** Exercices **
- A) Dites si chacune des affirmations suivantes est conforme au texte sur les discriminations envers les Arabes palestiniens d’Israël, en répondant par oui ou non et en citant les mots décisifs du texte. (i) Le drapeau d’Israël ne représente que la majorité juive de la population. (ii) La Loi du retour accorde la citoyenneté israélienne aux Palestiniens devenus réfugiés après la fondation de l’État. (iii) Le système juridique israélien ne comporte aucune loi interdisant la discrimination en matière d’embauche.
- B) Prolongez, s’il vous plaît, le texte sur les discriminations envers les Arabes palestiniens d’Israël à partir de sa dernière phrase.

@Julien Esquié
« Les discriminations
juridiques sont inscrites dans la loi depuis la création de l’État ; les
discriminations socio-économiques découlent des conditions de vie
concrètes de la population arabe palestinienne et des discriminations juridiques auxquelles elle est confrontée. Les
unes et les autres façonnent la conscience collective des citoyens
arabes palestiniens d’Israël.
Le
droit israélien comprend quantité de dispositions qui affirment
explicitement l’inégalité entre juifs et Arabes et
l’institutionnalisent. (Pour ne citer qu’un exemple, le drapeau
d’Israël, frappé de l’étoile de David, ne représente que la majorité
juive de la population). Cette différence de traitement ne se limite
pas au champ symbolique ; elle existe dans tous les domaines trouvant
leur origine dans le statut juridique d’une minorité quelle qu’elle soit
: la définition de l’État et de ses symboles, l’immigration, la
citoyenneté, la participation à la vie politique, la terre, la culture,
la religion, la politique budgétaire, etc
Ainsi,
au titre de la Loi du retour, tout juif de par le monde peut obtenir la
citoyenneté israélienne, alors que les Palestiniens qui sont devenus
des réfugiés après la fondation de l’État se voient refuser ce même
droit.
Paradoxalement,
ces lois discriminatoires coexistent, au sein du système juridique
israélien, avec un ensemble de lois qui prohibent toute discrimination
fondée sur la race et/ou la nationalité en matière d’embauche et d’accès aux emplois publics.

** Lignes extraites **
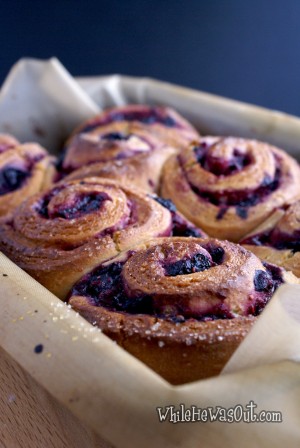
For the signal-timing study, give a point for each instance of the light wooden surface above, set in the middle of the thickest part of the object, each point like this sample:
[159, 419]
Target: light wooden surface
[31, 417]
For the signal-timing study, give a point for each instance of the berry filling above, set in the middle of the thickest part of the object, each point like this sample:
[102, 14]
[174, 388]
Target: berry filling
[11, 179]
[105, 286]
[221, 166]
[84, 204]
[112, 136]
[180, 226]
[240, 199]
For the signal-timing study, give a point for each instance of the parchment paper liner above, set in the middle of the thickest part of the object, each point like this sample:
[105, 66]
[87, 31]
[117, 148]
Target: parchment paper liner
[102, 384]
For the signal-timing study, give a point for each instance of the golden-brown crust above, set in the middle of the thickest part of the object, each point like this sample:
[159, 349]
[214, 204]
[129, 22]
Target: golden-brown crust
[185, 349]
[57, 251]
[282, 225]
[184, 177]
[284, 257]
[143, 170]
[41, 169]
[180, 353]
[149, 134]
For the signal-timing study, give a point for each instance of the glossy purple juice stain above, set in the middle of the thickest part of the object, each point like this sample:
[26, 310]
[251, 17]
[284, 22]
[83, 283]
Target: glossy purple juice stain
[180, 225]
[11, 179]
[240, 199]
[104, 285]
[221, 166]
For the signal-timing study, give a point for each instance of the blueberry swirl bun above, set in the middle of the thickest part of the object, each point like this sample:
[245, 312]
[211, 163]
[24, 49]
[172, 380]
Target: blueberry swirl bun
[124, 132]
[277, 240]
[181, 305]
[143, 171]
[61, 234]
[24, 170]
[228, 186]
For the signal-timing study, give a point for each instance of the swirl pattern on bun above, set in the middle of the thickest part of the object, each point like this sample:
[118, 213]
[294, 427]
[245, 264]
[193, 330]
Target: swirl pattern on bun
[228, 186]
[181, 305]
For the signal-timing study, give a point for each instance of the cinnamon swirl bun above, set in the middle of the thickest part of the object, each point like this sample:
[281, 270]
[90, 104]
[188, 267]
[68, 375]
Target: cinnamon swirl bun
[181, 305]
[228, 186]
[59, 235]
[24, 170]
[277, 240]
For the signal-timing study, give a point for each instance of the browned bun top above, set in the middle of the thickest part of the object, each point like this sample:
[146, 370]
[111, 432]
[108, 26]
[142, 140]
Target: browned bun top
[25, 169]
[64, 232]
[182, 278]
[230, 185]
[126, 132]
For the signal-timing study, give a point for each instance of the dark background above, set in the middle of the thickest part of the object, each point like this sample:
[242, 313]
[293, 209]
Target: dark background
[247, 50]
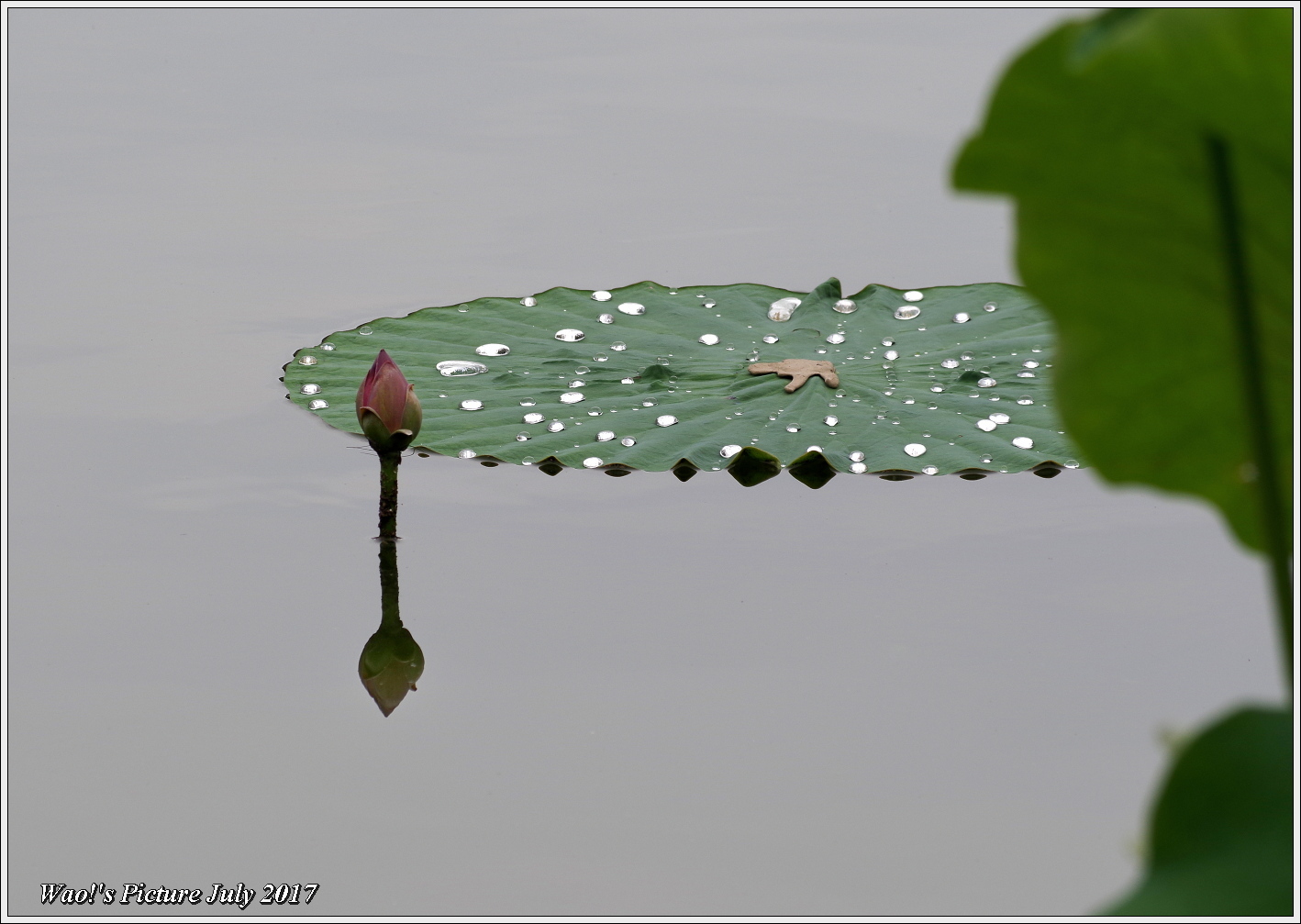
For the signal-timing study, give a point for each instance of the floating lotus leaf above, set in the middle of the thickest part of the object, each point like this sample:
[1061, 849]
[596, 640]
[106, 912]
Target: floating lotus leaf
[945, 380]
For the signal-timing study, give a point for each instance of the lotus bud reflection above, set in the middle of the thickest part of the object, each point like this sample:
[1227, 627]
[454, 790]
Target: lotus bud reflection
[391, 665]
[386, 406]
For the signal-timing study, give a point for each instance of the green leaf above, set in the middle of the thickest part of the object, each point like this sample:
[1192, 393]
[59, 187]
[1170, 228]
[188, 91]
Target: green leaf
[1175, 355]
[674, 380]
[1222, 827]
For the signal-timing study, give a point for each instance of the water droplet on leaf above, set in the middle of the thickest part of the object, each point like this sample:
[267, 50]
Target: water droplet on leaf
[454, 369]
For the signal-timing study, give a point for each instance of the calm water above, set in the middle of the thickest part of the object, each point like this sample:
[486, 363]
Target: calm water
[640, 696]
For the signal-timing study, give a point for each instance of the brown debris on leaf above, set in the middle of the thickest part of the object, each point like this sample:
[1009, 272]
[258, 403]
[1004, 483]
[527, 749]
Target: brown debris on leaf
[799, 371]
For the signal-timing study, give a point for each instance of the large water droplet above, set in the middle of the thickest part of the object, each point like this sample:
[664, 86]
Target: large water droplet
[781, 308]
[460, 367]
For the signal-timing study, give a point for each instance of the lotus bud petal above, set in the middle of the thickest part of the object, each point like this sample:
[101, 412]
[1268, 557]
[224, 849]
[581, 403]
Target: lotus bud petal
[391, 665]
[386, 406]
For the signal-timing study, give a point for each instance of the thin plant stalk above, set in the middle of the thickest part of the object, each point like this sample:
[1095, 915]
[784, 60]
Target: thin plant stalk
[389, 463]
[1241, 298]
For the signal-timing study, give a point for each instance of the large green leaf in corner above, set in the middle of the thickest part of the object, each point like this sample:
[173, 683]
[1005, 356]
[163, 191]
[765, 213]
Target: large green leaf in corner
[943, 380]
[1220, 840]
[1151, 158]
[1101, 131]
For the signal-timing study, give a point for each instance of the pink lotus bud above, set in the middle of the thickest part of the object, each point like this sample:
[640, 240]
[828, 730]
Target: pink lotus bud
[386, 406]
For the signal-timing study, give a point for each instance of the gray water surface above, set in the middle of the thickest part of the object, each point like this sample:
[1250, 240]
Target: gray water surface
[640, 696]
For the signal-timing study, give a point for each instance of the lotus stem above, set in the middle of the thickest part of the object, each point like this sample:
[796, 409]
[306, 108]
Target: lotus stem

** Réponses par exercice **
- A)
(i) Oui : « le drapeau d’Israël, frappé de l’étoile de David, ne représente que la majorité juive de la population »
(ii) Non : « les Palestiniens qui sont devenus des réfugiés après la fondation de l’État se voient refuser ce même droit »
(iii) Non : « un ensemble de lois qui prohibent toute discrimination fondée sur la race et/ou la nationalité en matière d’embauche et d’accès aux emplois publics »

- B)
Les normes juridiques discriminatoires persistent néanmoins, et ce
malgré l’obligation légale d’égalité précisée et renforcée par les
décisions de la Haute Cour de justice dans une foule de domaines,
parfois en lien direct avec la question de l’égalité entre juifs et
Arabes.
Vis-à-vis des citoyens arabes palestiniens, le droit israélien manifeste
une étonnante ambivalence normative : on y trouve de nombreuses lois
inégalitaires favorisant les juifs au détriment des Arabes, mais aussi
quelques lois interdisant toute discrimination entre les uns et les
autres. Dans les faits, ce sont les lois explicitement discriminatoires
qui imprègnent l’ensemble du système juridique israélien. Semblables à
une onde de choc, elles débordent leur champ propre et affaiblissent
celles qui ont pour fonction de poser le devoir d’égalité. Résultat,
leur effet se fait sentir dans pratiquement tous les domaines de la vie
quotidienne, y compris ceux où les normes juridiques sont censées être
égalitaires. »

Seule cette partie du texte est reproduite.